▶ What you need to do:
After reading the data, copy it out in full and exactly.

▶ Dataset entries:

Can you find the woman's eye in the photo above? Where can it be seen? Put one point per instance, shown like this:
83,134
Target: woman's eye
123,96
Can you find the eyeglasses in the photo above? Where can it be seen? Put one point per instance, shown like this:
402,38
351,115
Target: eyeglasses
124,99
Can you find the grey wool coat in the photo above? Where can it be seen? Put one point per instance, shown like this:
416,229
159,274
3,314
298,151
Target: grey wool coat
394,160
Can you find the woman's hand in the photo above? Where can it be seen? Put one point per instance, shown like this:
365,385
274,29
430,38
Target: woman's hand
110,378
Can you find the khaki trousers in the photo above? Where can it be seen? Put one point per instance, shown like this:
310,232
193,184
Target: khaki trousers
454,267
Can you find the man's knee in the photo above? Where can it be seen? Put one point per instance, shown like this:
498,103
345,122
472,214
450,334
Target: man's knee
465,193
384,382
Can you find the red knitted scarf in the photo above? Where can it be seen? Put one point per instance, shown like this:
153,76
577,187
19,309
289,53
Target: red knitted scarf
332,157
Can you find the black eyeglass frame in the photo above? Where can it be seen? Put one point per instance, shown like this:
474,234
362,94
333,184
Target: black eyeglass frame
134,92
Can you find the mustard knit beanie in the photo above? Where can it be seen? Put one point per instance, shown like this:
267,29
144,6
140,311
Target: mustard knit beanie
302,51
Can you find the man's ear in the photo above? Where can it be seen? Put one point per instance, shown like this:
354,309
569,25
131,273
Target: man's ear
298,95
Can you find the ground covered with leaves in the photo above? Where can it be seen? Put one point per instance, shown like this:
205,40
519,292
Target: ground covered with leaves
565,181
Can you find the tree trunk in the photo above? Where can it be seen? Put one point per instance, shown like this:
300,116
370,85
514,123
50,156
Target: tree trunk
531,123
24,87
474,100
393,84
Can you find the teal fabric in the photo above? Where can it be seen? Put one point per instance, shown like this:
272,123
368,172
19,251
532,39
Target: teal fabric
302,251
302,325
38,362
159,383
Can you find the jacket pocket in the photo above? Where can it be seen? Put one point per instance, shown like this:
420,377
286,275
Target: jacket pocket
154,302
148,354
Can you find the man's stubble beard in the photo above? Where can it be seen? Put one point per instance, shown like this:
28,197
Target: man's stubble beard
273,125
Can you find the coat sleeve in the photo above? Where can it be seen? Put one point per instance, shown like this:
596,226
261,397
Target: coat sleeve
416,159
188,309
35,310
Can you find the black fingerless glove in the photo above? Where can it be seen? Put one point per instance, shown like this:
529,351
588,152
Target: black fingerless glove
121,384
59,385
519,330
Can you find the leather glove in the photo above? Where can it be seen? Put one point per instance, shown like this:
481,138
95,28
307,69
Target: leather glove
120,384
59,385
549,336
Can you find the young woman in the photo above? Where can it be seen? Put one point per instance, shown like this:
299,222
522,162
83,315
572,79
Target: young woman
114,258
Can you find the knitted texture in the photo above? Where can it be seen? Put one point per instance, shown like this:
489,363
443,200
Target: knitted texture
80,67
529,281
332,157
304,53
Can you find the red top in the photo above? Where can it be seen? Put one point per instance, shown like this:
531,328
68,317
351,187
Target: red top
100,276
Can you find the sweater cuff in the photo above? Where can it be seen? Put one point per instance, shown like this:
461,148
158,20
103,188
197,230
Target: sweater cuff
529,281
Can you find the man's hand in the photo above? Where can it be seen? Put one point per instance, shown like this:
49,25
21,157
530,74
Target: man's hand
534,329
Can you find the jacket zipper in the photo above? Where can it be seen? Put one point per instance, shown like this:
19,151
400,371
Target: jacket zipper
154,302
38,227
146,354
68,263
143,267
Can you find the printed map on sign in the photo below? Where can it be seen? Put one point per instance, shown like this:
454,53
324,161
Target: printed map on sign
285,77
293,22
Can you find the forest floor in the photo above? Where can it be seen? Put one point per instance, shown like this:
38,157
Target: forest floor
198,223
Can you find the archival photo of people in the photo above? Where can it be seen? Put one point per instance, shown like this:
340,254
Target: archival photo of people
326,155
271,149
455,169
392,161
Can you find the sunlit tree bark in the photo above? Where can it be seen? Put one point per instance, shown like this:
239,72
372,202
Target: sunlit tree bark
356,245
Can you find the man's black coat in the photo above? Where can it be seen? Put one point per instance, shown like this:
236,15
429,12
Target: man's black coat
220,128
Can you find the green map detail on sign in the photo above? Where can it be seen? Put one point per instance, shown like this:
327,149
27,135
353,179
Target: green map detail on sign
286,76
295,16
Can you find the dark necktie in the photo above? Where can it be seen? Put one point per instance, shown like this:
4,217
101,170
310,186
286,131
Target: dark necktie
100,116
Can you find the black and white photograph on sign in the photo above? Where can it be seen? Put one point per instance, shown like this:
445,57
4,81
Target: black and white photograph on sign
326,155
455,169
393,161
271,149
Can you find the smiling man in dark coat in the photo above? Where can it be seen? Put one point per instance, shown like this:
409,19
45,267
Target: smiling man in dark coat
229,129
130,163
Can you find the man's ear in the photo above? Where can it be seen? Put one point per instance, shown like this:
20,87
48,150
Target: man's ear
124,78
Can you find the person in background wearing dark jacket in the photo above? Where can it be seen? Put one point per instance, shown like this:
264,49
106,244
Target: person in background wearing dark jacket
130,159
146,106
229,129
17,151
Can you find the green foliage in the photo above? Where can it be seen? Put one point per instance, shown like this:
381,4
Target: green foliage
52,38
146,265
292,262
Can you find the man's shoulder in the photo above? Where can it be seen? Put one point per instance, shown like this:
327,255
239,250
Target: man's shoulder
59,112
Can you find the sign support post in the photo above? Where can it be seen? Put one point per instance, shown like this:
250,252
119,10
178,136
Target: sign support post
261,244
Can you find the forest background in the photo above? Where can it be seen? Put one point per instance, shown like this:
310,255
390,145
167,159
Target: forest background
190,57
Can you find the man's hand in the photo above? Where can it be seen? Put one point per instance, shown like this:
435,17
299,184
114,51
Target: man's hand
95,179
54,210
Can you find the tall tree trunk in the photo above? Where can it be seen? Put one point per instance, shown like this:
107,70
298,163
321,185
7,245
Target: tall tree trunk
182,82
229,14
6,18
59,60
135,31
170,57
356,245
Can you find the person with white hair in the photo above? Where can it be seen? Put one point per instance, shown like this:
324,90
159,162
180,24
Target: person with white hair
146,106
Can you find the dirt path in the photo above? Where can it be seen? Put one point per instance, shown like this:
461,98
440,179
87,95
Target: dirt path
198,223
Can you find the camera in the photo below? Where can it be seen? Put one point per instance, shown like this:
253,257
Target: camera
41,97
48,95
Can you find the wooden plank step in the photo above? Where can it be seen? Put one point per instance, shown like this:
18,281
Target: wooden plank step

▶ Expected answer:
Can you find the woman's eye in the photo above? Where can it be seen? Put one point per instance, shown like this:
83,134
Target: woman's eye
123,96
Can you find the eyeglasses in the photo above? Where can it be seen? Put one point per instance, shown like this:
402,38
351,115
Target: eyeglasses
124,99
Can you find the grey wool coat in the photo above? Where can it be seen? Put one point per instance, shown like this:
416,229
159,274
3,314
298,151
Target: grey wool coat
394,160
Can you find the woman's hand in the photo above? Where can it be seen? Put one point per instance, shown like this:
365,385
274,29
430,38
Target: woman's hand
110,378
Can you find the khaki trousers in the photo above? Where can it be seen? Put one point per instance, shown like this:
310,232
193,184
Target: khaki trousers
454,267
Can you find the man's knee in the photo above? Where can it be seen? Put one point per instance, shown like this:
498,103
345,122
472,214
450,334
Target: man's knee
465,193
384,382
Can you find the red knitted scarf in the photo above? Where can it be seen? Put one point per instance, shown like this:
153,76
577,187
19,309
289,53
Target: red knitted scarf
332,157
Can you find the black eyeglass frame in the photo above? Where can it be seen? Put one point per instance, shown like this:
474,234
362,94
333,184
Target: black eyeglass frame
134,92
Can you find the mustard knit beanie in the photo above? Where can it be seen? Put one point per instance, shown like this:
267,29
144,6
140,311
Target: mustard knit beanie
302,51
Can you find the man's ear in the photo above? Where can it be seen? Put one point per instance, shown like this:
354,309
569,25
131,273
Target: man's ear
298,95
Can you find the ground covered with leaves in the photo above? Where can it be seen? Put one point per instance, shown like this:
205,40
519,292
Target: ground covered with leaves
565,181
Can you find the tree trunk in the photo above? Where can it be seen? Put one point per instance, shown like this:
300,116
370,85
514,123
50,156
Target: tree trunk
531,123
24,87
474,100
393,84
Can you find the teal fabric in the photo above? Where can it be seen? Put one point per instance, shown like this:
272,123
368,172
19,251
532,39
Target: teal fabric
302,251
302,325
38,362
159,383
Can you find the jacket pocket in the photo above? Where can it be seen? Put one point per instance, shown like this:
420,377
286,275
Target: jacket pocket
154,302
148,354
Can you find the man's stubble beard in the photo above? Where can it be seen? Put one point per instance, shown like this:
28,197
Target: man's stubble beard
273,125
Can you find the coat sleeve in the photo above? Where can it be seen? Put one point per instance, shown like this:
596,226
261,397
Target: coat sleeve
416,159
188,309
35,310
Can you find the black fingerless glove in the photo above? Where can it be seen? Put one point per instance, shown like this:
529,351
588,152
Target: black fingerless glove
121,384
59,385
519,330
Can you find the leather glove in the photo above? Where can it be seen? Put one point per instance, shown like this:
481,138
95,28
307,69
Target: leather glove
120,384
59,385
549,336
Can you find the young woman in the photo above? Where can it be seen? Put one point per instance, shown like this:
299,222
522,162
83,315
572,79
Target: young woman
114,258
Can you find the knitted texture in the photo above? Where can it be seen? Put one point per instance, shown like this:
489,363
443,200
Target: knitted texture
80,67
529,281
332,157
304,53
Can you find the red top in the photo above? Where can it be seen? Put one point per instance, shown like this:
531,328
68,317
351,187
Target: red top
100,276
Can you find the sweater cuff in the photo above? Where can it be seen? Put one point per instance, shown like this:
461,148
158,20
103,188
197,230
Target: sweater cuff
529,281
Can you find the man's hand in the photo above? Where can it be seen? Put one point per instance, shown like this:
49,25
21,157
530,74
Target: man's hand
534,329
Can you find the jacket zipper in the photo above? Where can it be seen? Put one point per instance, shown like this:
19,151
400,371
Target: jacket zipper
154,302
38,227
146,354
68,263
143,267
Can you find the printed map on sign in the photo below? Where can it be seen? Put one point per instance, shown like this:
454,53
324,161
Target: printed map on sign
285,77
293,22
Can you find the forest floor in the photo above? Where can it be seen? Put one point per instance, shown like this:
38,157
Target: forest floor
198,223
Can you find the archival photo of people in the photo above? Where can it be seen? Put one point per instance, shown like this:
340,254
Target: archival photo of people
326,155
271,149
455,169
392,161
Can you find the sunlit tree bark in the photo above? Where can it be seen? Put one point per instance, shown like this:
239,72
372,202
Target: sunlit tree bark
356,245
Can you find the man's black coat in the photo above? Where can it be seen? Put one point per instance, shown like this:
236,15
429,12
Target: man's black coat
220,128
Can you find the green map detail on sign in the photo above? Where can it be seen? Put one point per instance, shown like this:
327,149
27,135
353,179
Target: green map detail on sign
286,76
295,16
Can you find the dark necktie in the photo above? Where can it be seen? Put one point per instance, shown like this:
4,217
101,170
310,186
286,131
Target: dark necktie
100,116
Can you find the black and white photograph on sign in the photo above? Where can it be seen? Put one point per instance, shown like this:
445,57
4,81
Target: black and white photograph on sign
326,155
455,169
393,161
271,149
Can you find the smiling man in dark coat in the photo above? Where can it be seen? Put one point per instance, shown like this:
409,19
45,267
Target: smiling man in dark coat
229,129
130,163
Can you find the man's ear in the photo above? Where can it be seen? Put one point per instance, shown like this:
20,87
48,150
Target: man's ear
124,78
Can you find the person in background wearing dark jacket in the photo above? Where can it be seen? Put one point per instance, shown like this:
264,49
106,244
Target: person in background wearing dark jacket
130,159
146,106
229,129
17,151
Can you find the green foliage in the photo above? Where can it be seen? Put one point per instance, shown like this:
381,4
Target: green foliage
52,38
146,265
292,262
Can you find the man's shoulder in the photo above? Where can it be seen? Put one point per instance, shown like this:
327,255
239,250
Target: man's shoulder
59,112
Can you find the sign support post in the photo above? Where can it be seen? Put one point per instance, shown like this:
250,252
119,10
178,136
Target: sign support post
261,244
Can you find the forest background in the photo above? Where can it be seen? Put one point per instance, shown like this:
310,255
390,145
167,159
Target: forest background
190,57
Can you find the man's hand in the photo above? Where can it be seen? Put one point per instance, shown like this:
435,17
299,184
114,51
Target: man's hand
95,179
54,210
Can you find the tall tree trunk in the photo above? Where can it be seen? Put one point per instance, shown like this:
107,70
298,163
321,185
7,245
Target: tall tree trunk
182,82
229,14
6,18
59,60
135,31
170,57
356,245
Can you find the person with white hair in the photo above? Where can it be seen? Put one point per instance, shown like this:
324,90
159,162
180,24
Target: person with white hair
146,106
Can you find the dirt path in the photo above? Where can it be seen? Put one point per instance, shown like this:
461,98
440,179
87,95
Target: dirt path
198,223
Can you find the camera in the photo below? Where can it be seen? Put one point per instance, shown like this:
253,257
Target: camera
41,97
48,95
Can you find the wooden plank step in the photo above? Where can it be seen? Put one point per instance, shown like this:
18,281
Target: wooden plank step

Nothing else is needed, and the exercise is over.